### Instruction
Please copy the rows below, swapping every "plain-csv" for "csv" and leaving everything else unchanged.

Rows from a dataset

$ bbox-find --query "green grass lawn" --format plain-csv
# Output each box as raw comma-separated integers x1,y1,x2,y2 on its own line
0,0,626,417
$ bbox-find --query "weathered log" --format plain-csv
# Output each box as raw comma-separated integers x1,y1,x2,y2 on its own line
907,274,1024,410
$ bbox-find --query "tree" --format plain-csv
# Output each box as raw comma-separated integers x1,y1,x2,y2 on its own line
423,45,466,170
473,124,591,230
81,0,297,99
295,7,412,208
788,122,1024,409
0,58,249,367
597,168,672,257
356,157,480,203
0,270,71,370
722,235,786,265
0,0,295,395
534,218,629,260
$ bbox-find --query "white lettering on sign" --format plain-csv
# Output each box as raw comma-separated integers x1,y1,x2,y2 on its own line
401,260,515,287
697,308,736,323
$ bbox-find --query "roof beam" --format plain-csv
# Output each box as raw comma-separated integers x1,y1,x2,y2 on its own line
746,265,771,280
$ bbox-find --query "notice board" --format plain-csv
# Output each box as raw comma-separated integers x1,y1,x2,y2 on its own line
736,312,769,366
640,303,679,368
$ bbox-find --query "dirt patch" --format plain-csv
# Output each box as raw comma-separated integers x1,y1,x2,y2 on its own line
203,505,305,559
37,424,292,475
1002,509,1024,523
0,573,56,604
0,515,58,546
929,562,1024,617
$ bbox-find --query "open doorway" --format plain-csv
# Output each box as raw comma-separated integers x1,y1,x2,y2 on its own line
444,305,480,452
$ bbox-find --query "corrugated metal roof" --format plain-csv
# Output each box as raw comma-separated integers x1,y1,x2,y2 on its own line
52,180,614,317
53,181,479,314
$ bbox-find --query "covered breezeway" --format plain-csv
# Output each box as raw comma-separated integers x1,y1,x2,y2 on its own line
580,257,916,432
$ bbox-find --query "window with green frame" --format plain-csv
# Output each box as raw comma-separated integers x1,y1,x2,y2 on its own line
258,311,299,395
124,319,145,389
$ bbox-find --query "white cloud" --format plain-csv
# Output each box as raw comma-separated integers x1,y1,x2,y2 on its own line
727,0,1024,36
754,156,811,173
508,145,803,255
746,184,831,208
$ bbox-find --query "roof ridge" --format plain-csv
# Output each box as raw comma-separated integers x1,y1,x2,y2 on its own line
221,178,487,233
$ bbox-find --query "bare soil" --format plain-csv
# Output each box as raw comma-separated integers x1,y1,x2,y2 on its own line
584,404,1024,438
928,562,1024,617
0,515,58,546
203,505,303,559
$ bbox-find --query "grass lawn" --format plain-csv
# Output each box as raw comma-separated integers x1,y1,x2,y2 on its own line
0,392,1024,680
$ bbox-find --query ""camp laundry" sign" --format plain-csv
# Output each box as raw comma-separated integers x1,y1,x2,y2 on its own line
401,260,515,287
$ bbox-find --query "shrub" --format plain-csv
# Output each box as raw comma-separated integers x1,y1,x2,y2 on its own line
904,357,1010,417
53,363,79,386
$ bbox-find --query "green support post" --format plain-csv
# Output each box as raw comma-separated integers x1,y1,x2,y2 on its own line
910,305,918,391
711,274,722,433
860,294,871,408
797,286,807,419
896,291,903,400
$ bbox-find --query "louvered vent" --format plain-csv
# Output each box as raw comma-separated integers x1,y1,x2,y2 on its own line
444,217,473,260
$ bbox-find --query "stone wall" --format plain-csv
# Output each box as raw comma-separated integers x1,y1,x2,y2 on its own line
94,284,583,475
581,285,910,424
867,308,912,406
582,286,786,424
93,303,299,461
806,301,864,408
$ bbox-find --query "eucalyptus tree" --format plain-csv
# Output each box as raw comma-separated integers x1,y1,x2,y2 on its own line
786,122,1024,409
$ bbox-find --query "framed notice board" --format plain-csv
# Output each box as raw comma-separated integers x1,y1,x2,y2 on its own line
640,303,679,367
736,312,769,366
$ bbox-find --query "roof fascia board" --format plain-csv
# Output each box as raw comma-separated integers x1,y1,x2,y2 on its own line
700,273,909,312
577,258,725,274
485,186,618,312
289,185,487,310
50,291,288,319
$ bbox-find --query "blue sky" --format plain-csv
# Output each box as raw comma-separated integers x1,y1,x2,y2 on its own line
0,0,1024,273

### Answer
$ bbox-find --query "green grass lawn" --format csv
# Output each box as raw comma-separated integers x1,y1,x2,y2 on its own line
0,0,626,417
$ bbox-find --query "weathered log" --format csv
# Output each box as raw comma-separated integers x1,y1,x2,y2 on its own line
907,274,1024,410
$ bbox-find --query "tree" --format csv
# Output each box as raw comma-separated integers x1,y1,x2,y2 on its own line
423,45,466,170
473,124,591,230
81,0,297,99
295,7,412,208
788,122,1024,409
0,58,249,367
597,168,672,257
356,157,480,203
0,270,71,370
722,235,786,265
0,0,295,395
534,218,629,260
$ bbox-find --query "white lettering on sign" --format csv
# Output each box as raw comma-separated integers x1,y1,x2,y2 on its own line
401,260,515,287
697,308,736,323
$ bbox-find --query "roof beam" --format csv
# Output each box as raw comma-separated integers x1,y1,x2,y2 on its own line
746,265,771,280
$ bbox-find --query "notice board" --format csv
# Output each box as raw comma-separated integers x1,y1,x2,y2 on its own line
736,312,769,366
640,303,679,368
$ bbox-find --query "dirt patch" --format csv
# Output each box as raw comma-separated integers x1,y1,x2,y2 on its own line
203,505,305,559
37,424,292,475
1002,509,1024,523
0,573,56,604
0,515,58,546
929,562,1024,617
$ bbox-find --query "open doorway" --format csv
# Output each box as raw comma-separated integers x1,y1,x2,y2 on its own line
444,305,480,452
$ bbox-find --query "corrugated metal roof" --format csv
# Output each box as raw comma-separated integers x1,y1,x2,y2 on its own line
52,180,614,317
53,181,479,314
$ bbox-find --query "covered breezeway" --format csv
# Output each box as raw comma-separated integers x1,y1,x2,y2 on its own line
580,257,916,432
$ bbox-find --query "window with green frame" --format csv
# Output each box as raw comma-separated integers x1,y1,x2,y2 on its own line
258,311,299,395
124,319,145,389
$ bbox-find --query "white cloud" --format csv
# Output each box as raw comma-separated integers x1,y1,x2,y2 on its own line
727,0,1024,36
754,156,811,173
508,145,803,255
746,184,831,208
$ bbox-find --query "roof ridge" --format csv
# Output each box as raw comma-separated integers x1,y1,x2,y2 on its own line
221,178,487,233
$ bbox-find --query "bare soil" --format csv
# Output each box as raw comma-separated integers x1,y1,x2,y2 on its own line
584,404,1024,438
928,562,1024,617
0,515,58,546
203,505,303,559
$ bbox-find --query "grass lawn" --format csv
# Output each box as raw comma-separated integers x1,y1,x2,y2 on its own line
0,392,1024,680
$ bbox-find --query ""camp laundry" sign" --format csv
# Output each box as raw comma-separated integers x1,y1,x2,y2 on its own line
401,260,515,287
$ bbox-find --query "shrub" --format csv
# Output each box as raw comma-separated integers x1,y1,x2,y2 on its own line
904,357,1010,417
53,363,79,386
$ bbox-find --query "green support post" --format csv
# Output each box as raw comma-separated integers x1,y1,x2,y2 on its own line
910,305,918,391
711,274,722,433
860,294,871,408
797,286,807,419
896,291,903,400
$ bbox-find --query "louvered vent" --format csv
# Output each box as raw comma-separated integers x1,y1,x2,y2 on its own line
444,217,473,260
$ bbox-find --query "stone wall" --format csv
# Output each box as raw comma-separated integers x1,y1,x2,y2 on its own line
94,284,583,475
581,285,910,424
867,308,912,406
582,286,786,424
93,303,299,461
806,301,864,408
$ bbox-find --query "eucalyptus tree" --format csv
# Output each box as raw comma-separated integers x1,y1,x2,y2 on its own line
786,122,1024,409
$ bbox-find --query "framed notice board" --format csv
# Output each box as raw comma-separated integers x1,y1,x2,y2 on its own line
640,303,679,367
736,312,769,366
$ bbox-find --query "roof fascia board" --format csv
# Output each box as raw comma-separated integers x1,y1,x2,y2 on its own line
700,273,909,312
577,258,725,274
485,186,618,312
289,185,487,310
50,291,288,319
$ bbox-find --query "blue sky" --format csv
# Output each box as raw comma-separated integers x1,y1,x2,y2 on its own line
0,0,1024,273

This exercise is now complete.